**Work required**
Rewrite the records with every occurrence of "sample output" renamed to "example output", keeping everything else unchanged, and leave the pictures out.

Dataset records

•••

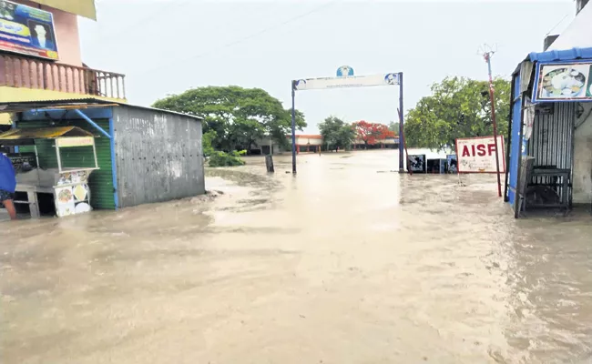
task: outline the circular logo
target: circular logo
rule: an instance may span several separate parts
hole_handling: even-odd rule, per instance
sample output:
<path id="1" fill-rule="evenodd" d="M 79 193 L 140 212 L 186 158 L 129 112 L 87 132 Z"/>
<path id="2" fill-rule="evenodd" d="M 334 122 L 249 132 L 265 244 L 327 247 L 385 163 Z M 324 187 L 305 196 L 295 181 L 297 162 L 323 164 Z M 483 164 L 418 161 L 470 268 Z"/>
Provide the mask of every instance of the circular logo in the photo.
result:
<path id="1" fill-rule="evenodd" d="M 306 88 L 306 80 L 300 79 L 300 80 L 294 81 L 294 89 L 301 90 L 303 88 Z"/>
<path id="2" fill-rule="evenodd" d="M 386 74 L 384 82 L 387 85 L 399 85 L 399 74 Z"/>
<path id="3" fill-rule="evenodd" d="M 337 68 L 337 76 L 338 77 L 348 77 L 353 76 L 353 68 L 349 66 L 342 66 Z"/>

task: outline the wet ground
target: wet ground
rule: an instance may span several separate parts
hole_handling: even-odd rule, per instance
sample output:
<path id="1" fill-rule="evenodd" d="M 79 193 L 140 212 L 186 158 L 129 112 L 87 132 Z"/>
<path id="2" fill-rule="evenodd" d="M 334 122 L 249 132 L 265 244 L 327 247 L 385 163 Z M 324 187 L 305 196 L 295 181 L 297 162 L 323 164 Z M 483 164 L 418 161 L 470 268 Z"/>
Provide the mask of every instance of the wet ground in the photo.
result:
<path id="1" fill-rule="evenodd" d="M 394 152 L 208 171 L 216 198 L 0 223 L 2 363 L 587 363 L 592 218 Z"/>

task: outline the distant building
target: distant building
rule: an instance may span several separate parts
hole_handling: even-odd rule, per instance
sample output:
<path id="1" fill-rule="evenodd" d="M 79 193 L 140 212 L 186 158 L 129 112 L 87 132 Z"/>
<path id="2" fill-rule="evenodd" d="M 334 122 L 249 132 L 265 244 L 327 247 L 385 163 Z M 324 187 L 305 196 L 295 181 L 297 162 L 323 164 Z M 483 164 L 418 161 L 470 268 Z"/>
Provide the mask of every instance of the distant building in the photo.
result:
<path id="1" fill-rule="evenodd" d="M 289 145 L 291 146 L 291 135 L 286 136 Z M 266 139 L 258 140 L 256 146 L 251 147 L 251 154 L 270 154 L 272 148 L 273 153 L 291 152 L 291 148 L 282 148 L 274 143 L 270 146 L 270 141 Z M 327 146 L 324 145 L 322 136 L 320 134 L 300 134 L 296 135 L 296 153 L 319 153 L 320 150 L 325 150 Z M 383 140 L 377 140 L 375 144 L 366 146 L 363 140 L 354 140 L 352 145 L 352 149 L 396 149 L 399 147 L 399 138 L 390 137 Z"/>

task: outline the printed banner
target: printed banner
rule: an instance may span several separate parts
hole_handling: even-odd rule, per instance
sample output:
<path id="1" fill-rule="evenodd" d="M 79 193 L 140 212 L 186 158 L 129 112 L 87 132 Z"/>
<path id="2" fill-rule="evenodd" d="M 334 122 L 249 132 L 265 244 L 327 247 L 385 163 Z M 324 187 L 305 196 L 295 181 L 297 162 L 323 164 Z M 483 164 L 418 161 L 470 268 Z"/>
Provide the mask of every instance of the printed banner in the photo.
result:
<path id="1" fill-rule="evenodd" d="M 0 50 L 58 59 L 53 15 L 0 0 Z"/>
<path id="2" fill-rule="evenodd" d="M 504 136 L 497 136 L 499 173 L 505 173 Z M 494 136 L 456 139 L 458 173 L 496 173 Z"/>
<path id="3" fill-rule="evenodd" d="M 326 88 L 364 87 L 399 85 L 399 74 L 352 76 L 341 77 L 307 78 L 293 81 L 294 89 L 314 90 Z"/>
<path id="4" fill-rule="evenodd" d="M 592 63 L 538 64 L 533 102 L 592 101 Z"/>

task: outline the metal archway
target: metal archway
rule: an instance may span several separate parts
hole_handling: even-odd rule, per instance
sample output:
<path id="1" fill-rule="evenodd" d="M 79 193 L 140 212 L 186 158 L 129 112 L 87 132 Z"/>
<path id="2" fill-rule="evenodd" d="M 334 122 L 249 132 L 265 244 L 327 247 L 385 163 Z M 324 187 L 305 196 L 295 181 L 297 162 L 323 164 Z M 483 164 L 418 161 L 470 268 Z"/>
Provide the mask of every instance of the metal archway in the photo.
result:
<path id="1" fill-rule="evenodd" d="M 399 172 L 403 172 L 403 72 L 369 76 L 354 76 L 353 68 L 342 66 L 336 77 L 302 78 L 291 81 L 291 165 L 296 174 L 296 91 L 331 88 L 366 87 L 375 86 L 399 86 Z"/>

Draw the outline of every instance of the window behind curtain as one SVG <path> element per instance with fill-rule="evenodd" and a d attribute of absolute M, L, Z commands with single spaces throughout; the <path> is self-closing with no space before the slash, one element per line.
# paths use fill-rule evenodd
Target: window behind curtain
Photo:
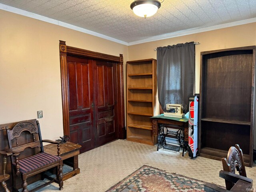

•••

**Task answer**
task: outline the circular logo
target: circular logo
rule: an instance may span several separate parts
hole_handling: even-odd rule, per instance
example output:
<path id="1" fill-rule="evenodd" d="M 79 193 L 140 212 L 186 158 L 129 112 L 87 132 Z"/>
<path id="2" fill-rule="evenodd" d="M 334 122 L 249 132 L 265 244 L 327 247 L 385 163 Z M 324 187 L 305 196 L 295 181 L 297 162 L 323 164 Z M 483 164 L 418 161 L 470 268 Z"/>
Provide the mask of every instance of the circular logo in the photo.
result:
<path id="1" fill-rule="evenodd" d="M 306 88 L 306 80 L 300 79 L 300 80 L 294 81 L 294 89 L 301 90 L 303 88 Z"/>
<path id="2" fill-rule="evenodd" d="M 386 74 L 384 82 L 387 85 L 399 85 L 399 74 Z"/>
<path id="3" fill-rule="evenodd" d="M 337 68 L 337 76 L 338 77 L 348 77 L 353 76 L 353 68 L 349 66 L 342 66 Z"/>

task: outline the wet ground
target: wet ground
rule: an instance may span several separate parts
hole_handling: even-odd rule, per instance
example output:
<path id="1" fill-rule="evenodd" d="M 79 193 L 140 212 L 186 158 L 129 112 L 87 132 Z"/>
<path id="2" fill-rule="evenodd" d="M 334 122 L 249 132 L 265 244 L 327 247 L 385 163 Z M 324 187 L 305 196 L 295 181 L 297 162 L 323 164 Z M 483 164 L 418 161 L 470 268 Z"/>
Provide the mask of every instance of the wet ground in the photo.
result:
<path id="1" fill-rule="evenodd" d="M 394 152 L 208 171 L 216 198 L 0 223 L 2 363 L 587 363 L 592 218 Z"/>

task: outline the distant building
target: distant building
rule: an instance may span several separate parts
hole_handling: even-odd rule, per instance
example output:
<path id="1" fill-rule="evenodd" d="M 79 193 L 140 212 L 186 158 L 129 112 L 87 132 Z"/>
<path id="2" fill-rule="evenodd" d="M 334 122 L 249 132 L 265 244 L 327 247 L 385 163 Z M 324 187 L 305 196 L 295 181 L 297 162 L 323 164 Z M 483 164 L 418 161 L 470 268 Z"/>
Provide the mask of every instance of the distant building in the photo.
result:
<path id="1" fill-rule="evenodd" d="M 289 145 L 291 146 L 291 135 L 286 136 Z M 266 139 L 258 140 L 256 146 L 251 147 L 251 154 L 270 154 L 272 148 L 273 153 L 291 152 L 291 148 L 282 148 L 274 143 L 270 146 L 270 141 Z M 327 146 L 324 145 L 322 136 L 320 134 L 300 134 L 296 135 L 296 153 L 319 153 L 320 150 L 325 150 Z M 383 140 L 377 140 L 375 144 L 366 146 L 363 140 L 354 140 L 352 145 L 352 149 L 396 149 L 399 147 L 399 138 L 390 137 Z"/>

task: outline the printed banner
target: printed banner
rule: an instance may span several separate parts
hole_handling: even-odd rule, per instance
example output:
<path id="1" fill-rule="evenodd" d="M 79 193 L 140 212 L 186 158 L 129 112 L 87 132 Z"/>
<path id="2" fill-rule="evenodd" d="M 334 122 L 249 132 L 265 244 L 327 247 L 385 163 Z M 324 187 L 305 196 L 295 181 L 297 162 L 323 164 Z M 483 164 L 418 161 L 470 268 Z"/>
Provide the mask of every instance of the printed banner in the photo.
result:
<path id="1" fill-rule="evenodd" d="M 0 50 L 58 59 L 53 15 L 0 0 Z"/>
<path id="2" fill-rule="evenodd" d="M 504 136 L 497 136 L 499 173 L 505 173 Z M 494 136 L 456 139 L 458 173 L 496 173 Z"/>
<path id="3" fill-rule="evenodd" d="M 326 88 L 364 87 L 399 85 L 399 74 L 352 76 L 341 77 L 307 78 L 293 81 L 294 89 L 314 90 Z"/>
<path id="4" fill-rule="evenodd" d="M 592 63 L 538 64 L 533 102 L 592 101 Z"/>

task: outline the metal archway
target: metal archway
rule: an instance may span several separate parts
hole_handling: even-odd rule, per instance
example output:
<path id="1" fill-rule="evenodd" d="M 79 193 L 140 212 L 186 158 L 129 112 L 87 132 Z"/>
<path id="2" fill-rule="evenodd" d="M 334 122 L 249 132 L 265 244 L 327 247 L 385 163 Z M 324 187 L 305 196 L 295 181 L 297 162 L 323 164 Z M 483 164 L 418 161 L 470 268 Z"/>
Provide the mask of every instance of the metal archway in the photo.
result:
<path id="1" fill-rule="evenodd" d="M 399 172 L 403 172 L 403 72 L 369 76 L 354 76 L 353 68 L 342 66 L 336 77 L 302 78 L 291 81 L 291 165 L 296 174 L 296 91 L 331 88 L 366 87 L 375 86 L 399 86 Z"/>

Draw the outline of every instance of the window behind curtain as one SVG <path> element per instance with fill-rule="evenodd" and a d attribute of absolute M, L, Z commands with single spaces throughout; the <path> is self-closing with no space before the slash, one element per line.
# paths use fill-rule evenodd
Target: window behind curtain
Photo:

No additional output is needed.